━━━━━ Passage to read ━━━━━

In the wake of Laxalt’s endorsement last week from anti-abortion National Right to Life, The Nevada Independent obtained a copy of the candidate questionnaire the group used to grade possible candidate endorsements. 

Though Laxalt’s responses remain unknown, the questionnaire included prompts such as “Do you advocate reversing and/or changing Roe v. Wade … so that elected legislative bodies … may once again protect unborn children by limiting and/or prohibiting abortion?”

It also asked if they would support “repeal and replacement” of the Affordable Care Act (ACA). 

Additionally, the questionnaire asked respondents whether they would oppose attempts to enact the Equal Rights Amendment, and if candidates for Senate would vote to support only anti-abortion Supreme Court nominees who interpret the Constitution “according to its text.” 

During his time as attorney general, Laxalt joined multiple amicus briefs supporting attempts by conservative lawmakers in other states to severely limit abortion access. Later, while running for governor in 2018, Laxalt told Reno’s KOLO 8 News Now he would “look into” a possible referendum to undo Nevada’s constitutional abortion protections. 

Separately, during that same campaign, Laxalt also called the ACA “the most flawed piece of major legislation America has ever endured.”

━━━━━

Work instructions |
#1 In the article on Laxalt and the anti-abortion questionnaire, give the stretch from "Though Laxalt’s responses" through "Care Act (ACA)." again, swapping "Affordable Care Act" for "federal health care law".
#2 Translate this sentence from the article on Laxalt and the anti-abortion questionnaire into Spanish: "It also asked if they would support “repeal and replacement” of the Affordable Care Act (ACA)."
#3 Write what comes next in the article on Laxalt and the anti-abortion questionnaire, picking up after its final sentence.

━━━━━ Data section ━━━━━

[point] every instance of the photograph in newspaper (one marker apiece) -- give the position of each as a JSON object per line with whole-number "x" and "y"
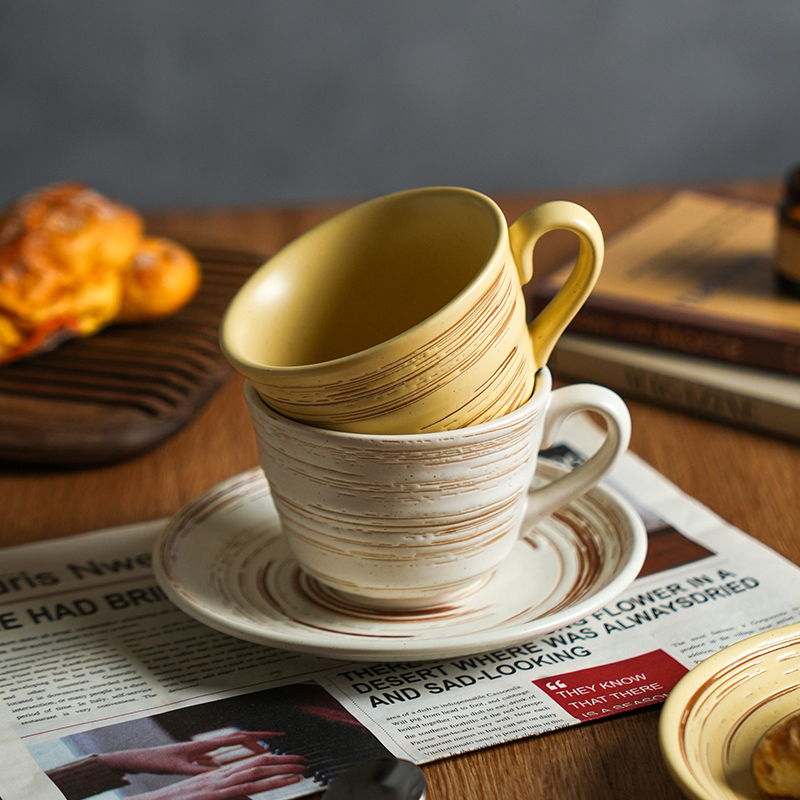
{"x": 259, "y": 742}
{"x": 97, "y": 665}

━━━━━

Results by task |
#1
Though Laxalt’s responses remain unknown, the questionnaire included prompts such as “Do you advocate reversing and/or changing Roe v. Wade … so that elected legislative bodies … may once again protect unborn children by limiting and/or prohibiting abortion?”

It also asked if they would support “repeal and replacement” of the federal health care law (ACA).

#2 También preguntaba si apoyarían la “derogación y sustitución” de la Ley de Cuidado de Salud Asequible (ACA).

#3
New text messages from Trump White House Chief of Staff Mark Meadows published Monday by CNN have shed more light on the timeline preceding attempts by the former president’s team to challenge the validity of the 2020 election. 

That includes at least two Nevada angles. The first was a short exchange between Meadows and Fox News pundit Sean Hannity, with Hannity asking on Election Day if there was “any place in particular we need a push[?]”

“Pennsylvania, NC AZ,” Meadows wrote. “Nevada.” 

A day later, on Nov. 4, former White House political director Matt Schlapp messaged Meadows: “Pls get 4 or 5 killers in remaining counts. Need outsiders who will torch the place. Local folks won't do it. Lawyers and operators. Get us in these states.”

The next day, on Nov. 5, Laxalt joined Schlapp and former Trump Director of National Intelligence Ric Grenell to announce a lawsuit alleging that “illegal voters” had cast ballots in Nevada and ask a court to overturn election results. The claims fizzled out in court, and were eventually rebutted by the state’s Republican Secretary of State Barbara Cegavske, who said in a report that there was no “evidentiary support” for claims of widespread voter fraud.

And Republican candidates rejoiced over the pending sale of Twitter to Elon Musk, an apparent victory for free speech as the multi-billionaire has signaled repeatedly that he would look to pull back on the platform’s content moderation policies (in addition to authenticating “all real humans”?). 

How Musk’s vision of Twitter may play out among a complex international regulatory framework is unknown, especially in Europe, where the European Union has already warned Musk that he will have to abide by their rules. 

But both Laxalt and fellow Republican challenger Sam Brown praised the sale this week, with the former tweeting that Twitter’s acquisition — alongside the failure of CNN+ streaming service and the ongoing conflagration between Disney and the state of Florida over a so-called “Don’t Say Gay” bill — showed that “[people] have had enough with the censorship, fake news, and woke agenda.”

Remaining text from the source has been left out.